=== TEXTE FOURNI ===

1. Rappel du cadre juridique :
La commission rappelle qu’en application du 3° du I de l’article L213-2 du code du patrimoine, les documents qui comportent des éléments ayant pour effet de révéler des informations relevant du secret de la défense nationale et qui ont, pour ce motif, fait l'objet d'une mesure de classification mentionnée à l'article 413-9 du code pénal, ou de compromettre les intérêts fondamentaux de l'Etat dans la conduite de la politique extérieure, la sûreté de l'Etat, la sécurité publique, la sécurité des personnes ou la protection de la vie privée, sont communicables de plein droit à l’expiration d’un délai de cinquante ans à compter de la date du document ou du document le plus récent inclus dans le dossier. La commission précise que lorsqu’un dossier d’archives publiques comporte un ou plusieurs documents qui ne sont pas librement accessibles, cette circonstance rend incommunicable l’ensemble des documents inclus dans le dossier, avant l’expiration de tous les délais destinés à protéger les divers intérêts publics ou privés en présence.
En l’espèce, la commission comprend que le délai de cinquante ans précédemment mentionné s’applique à l’ensemble des dossiers d’archives concernés.

===

## [PETIT PROBLÈME A]
Traduisez en anglais cette phrase du texte fourni : « En l’espèce, la commission comprend que le délai de cinquante ans précédemment mentionné s’applique à l’ensemble des dossiers d’archives concernés. »

=== DONNÉES DE L'EXERCICE ===

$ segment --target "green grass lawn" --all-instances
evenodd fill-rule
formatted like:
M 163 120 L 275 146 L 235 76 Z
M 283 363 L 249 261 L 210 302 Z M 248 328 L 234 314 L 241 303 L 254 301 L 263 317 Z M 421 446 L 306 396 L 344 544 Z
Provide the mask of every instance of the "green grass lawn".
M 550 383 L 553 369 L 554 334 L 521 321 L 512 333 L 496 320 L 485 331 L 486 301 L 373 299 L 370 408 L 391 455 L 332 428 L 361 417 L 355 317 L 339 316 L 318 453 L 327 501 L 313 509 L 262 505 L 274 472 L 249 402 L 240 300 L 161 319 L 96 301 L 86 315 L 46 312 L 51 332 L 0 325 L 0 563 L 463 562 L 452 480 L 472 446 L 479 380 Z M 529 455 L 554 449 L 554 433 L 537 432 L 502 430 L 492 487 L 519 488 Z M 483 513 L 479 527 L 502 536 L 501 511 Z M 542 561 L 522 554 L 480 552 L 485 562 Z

===

## [PETIT PROBLÈME B]
Repérez chacune des lignes ci-dessus qui contient la chaîne « green » et recopiez-la intégralement. La casse doit être respectée.

## [RÉPONSE A]
In this case, the commission understands that the previously mentioned fifty-year period applies to all of the archive files concerned.

## [RÉPONSE B]
$ segment --target "green grass lawn" --all-instances
Provide the mask of every instance of the "green grass lawn".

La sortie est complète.